Questions to answer —
- 1) Shorten the paragraph in the passage on food prices that begins "But the evidence tells a different" into a short list that keeps its main facts.
- 2) Decide whether each statement agrees with the passage on food prices, answering yes or no and quoting the words that settle it:
(a) The French president blames speculators for the price spike.
(b) Rising incomes strongly increase how much people eat in every country.
(c) Prices of many raw materials have been climbing since early 2009.
- 3) Please carry on the passage on food prices from its final sentence.

Source document —
....................

The consequences of this food crisis go far beyond economics. After all, the big question about uprisings against corrupt and oppressive regimes in the Middle East isn’t so much why they’re happening as why they’re happening now. And there’s little question that sky-high food prices have been an important trigger for popular rage.

So what’s behind the price spike? American right-wingers (and the Chinese) blame easy-money policies at the Federal Reserve, with at least one commentator declaring that there is “blood on Bernanke’s hands.” Meanwhile, President Nicolas Sarkozy of France blames speculators, accusing them of “extortion and pillaging.”

But the evidence tells a different, much more ominous story. While several factors have contributed to soaring food prices, what really stands out is the extent to which severe weather events have disrupted agricultural production. And these severe weather events are exactly the kind of thing we’d expect to see as rising concentrations of greenhouse gases change our climate — which means that the current food price surge may be just the beginning.

Now, to some extent soaring food prices are part of a general commodity boom: the prices of many raw materials, running the gamut from aluminum to zinc, have been rising rapidly since early 2009, mainly thanks to rapid industrial growth in emerging markets.

But the link between industrial growth and demand is a lot clearer for, say, copper than it is for food. Except in very poor countries, rising incomes don’t have much effect on how much people eat.

....................

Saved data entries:
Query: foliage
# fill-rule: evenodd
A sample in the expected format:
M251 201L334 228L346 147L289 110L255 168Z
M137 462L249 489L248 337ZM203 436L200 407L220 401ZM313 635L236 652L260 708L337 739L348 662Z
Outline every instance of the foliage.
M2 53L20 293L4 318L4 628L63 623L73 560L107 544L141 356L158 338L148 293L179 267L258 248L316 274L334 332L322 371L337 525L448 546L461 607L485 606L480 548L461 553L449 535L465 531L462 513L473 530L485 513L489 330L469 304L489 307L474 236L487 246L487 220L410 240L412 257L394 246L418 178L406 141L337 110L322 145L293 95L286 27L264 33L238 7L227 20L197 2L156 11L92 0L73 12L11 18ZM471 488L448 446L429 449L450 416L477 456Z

....................

Answer section —
- 1)
- Several factors have pushed food prices up, but the most notable is how much severe weather has disrupted farm production.
- Such weather is what we would expect as rising greenhouse gas concentrations change the climate.
- So the current surge in food prices may be only the beginning.

- 2)
(a) Yes: "President Nicolas Sarkozy of France blames speculators"
(b) No: "Except in very poor countries, rising incomes don’t have much effect on how much people eat."
(c) Yes: "have been rising rapidly since early 2009"

- 3)
It’s true that growth in emerging nations like China leads to rising meat consumption, and hence rising demand for animal feed. It’s also true that agricultural raw materials, especially cotton, compete for land and other resources with food crops — as does the subsidized production of ethanol, which consumes a lot of corn. So both economic growth and bad energy policy have played some role in the food price surge.

Still, food prices lagged behind the prices of other commodities until last summer. Then the weather struck.

Consider the case of wheat, whose price has almost doubled since the summer. The immediate cause of the wheat price spike is obvious: world production is down sharply. The bulk of that production decline, according to U.S. Department of Agriculture data, reflects a sharp plunge in the former Soviet Union. And we know what that’s about: a record heat wave and drought, which pushed Moscow temperatures above 100 degrees for the first time ever.

The Russian heat wave was only one of many recent extreme weather events, from dry weather in Brazil to biblical-proportion flooding in Australia, that have damaged world food production.

The question then becomes, what’s behind all this extreme weather?

To some extent we’re seeing the results of a natural phenomenon, La Niña — a periodic event in which water in the equatorial Pacific becomes cooler than normal. And La Niña events have historically been associated with global food crises, including the crisis of 2007-8.

But that’s not the whole story. Don’t let the snow fool you: globally, 2010 was tied with 2005 for warmest year on record, even though we were at a solar minimum and La Niña was a cooling factor in the second half of the year. Temperature records were set not just in Russia but in no fewer than 19 countries, covering a fifth of the world’s land area. And both droughts and floods are natural consequences of a warming world: droughts because it’s hotter, floods because warm oceans release more water vapor.

As always, you can’t attribute any one weather event to greenhouse gases. But the pattern we’re seeing, with extreme highs and extreme weather in general becoming much more common, is just what you’d expect from climate change.

The usual suspects will, of course, go wild over suggestions that global warming has something to do with the food crisis; those who insist that Ben Bernanke has blood on his hands tend to be more or less the same people who insist that the scientific consensus on climate reflects a vast leftist conspiracy.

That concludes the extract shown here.